Bloc de texte -
__________

Frémissez du mal que vous allez causer;
dites-vous à vous- même: pour un gain
de telle ou telle valeur, suis-je donc
résolu à porter atteinte au culte,
à la Religion, à la
société ?
C'est à l'homme de bien surtout, c'est au
fidèle à redoubler de scrupule. Celui
que distingue une réputation de
piété doit craindre plus qu'un autre
de s'écarter de la règle: le trait
qui partirait de sa main serait mortel. L'impie est
moins coupable, mille fois moins coupable lorsqu'il
profane le jour du Seigneur: la vue du scandale
qu'il donne est toujours un mal, sans doute;
personne cependant n'oserait se prévaloir de
son exemple. Il n'en est pas ainsi de celui du
juste: il fait autorité; non-seulement il
entraîne, mais il fait pécher avec
sécurité.
C'est lui qui doit nous prêter son bras pour
soutenir l'arche sainte. Dès qu'il se
relâchera; dès qu'on ne trouvera plus
dans nos villages un parti
d'hommes religieux et fermes,
déterminés à ne profaner le
sabbat sous aucun prétexte, à ne
jamais souffrir en silence qu'on le profane
à leurs yeux, dès ce moment nous
sommes perdus.
Mais que parlons-nous de parti ? N'est-ce pas
là, mes Frères,, l'engagement que
vous avez renouvelé avec tant d'éclat
(1)
?
engagement que
vous avez signé, que plusieurs
Églises ont pris pour modèle, et qui
vous a fait trop d'honneur pour que vous puissiez
le rompre sans honte!
Vous le savez, Chrétiens, pour garant de ces
promesses déposées dans mes mains,
vous avez engagé non-seulement votre
conscience, mais, ce que les hommes ont de plus
précieux après la conscience,
l'honneur. Voilà ce que vous ne sauriez
oublier, mais que je dois vous rappeler
néanmoins, en ce moment surtout où
notre Consistoire redouble ses efforts, ses
instances
pour rétablir l'ordre
dans les Églises de son ressort, et charge
expressément tous les Pasteurs d'y
concourir. Il conjure en particulier les habitant
des campagnes de ne jamais se permettre ces
transports à la ville qui troublent la
tranquillité des jours saints, et
répandent le scandale sur toute la route
qu'on parcourt. Ce serait peu d'éviter de
pareils excès: j'ai besoin d'espérer,
de croire que vous tiendrez vos promesses dans
toute leur étendue.
J'ai supporté l'épreuve des jours
affreux qui se sont écoulés; je n'ai
point abandonné la vigne du Seigneur,
quoique l'ennemi fût venu détruire mon
ouvrage; j'ai dit: La Religion sera
rappelée, l'ordre sera rétabli; mais,
il faut l'avouer, si mes espérances
périssaient de nouveau; si maintenant que
les autels sont relevés, il me fallait
assister encore au même cours de
profanations, ah! j'irais déplorer loin de
vous le malheur d'avoir travaillé sans
fruit, et de n'avoir pu conserver
fidèle à son Dieu le troupeau pour
qui seul j'ai vécu.

__________

Contenu des données -
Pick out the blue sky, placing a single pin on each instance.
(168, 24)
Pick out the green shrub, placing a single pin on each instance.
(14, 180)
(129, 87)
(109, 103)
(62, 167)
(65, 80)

__________

Consigne - D'après le bloc de texte, pourquoi l'impie est-il moins coupable que le juste lorsqu'il profane le jour du Seigneur ? Répondez en une à trois phrases.

Réponse finale - Personne n'oserait se prévaloir de l'exemple de l'impie, même si le scandale qu'il donne reste un mal. L'exemple du juste, au contraire, fait autorité : non seulement il entraîne les autres, mais il les fait pécher avec sécurité.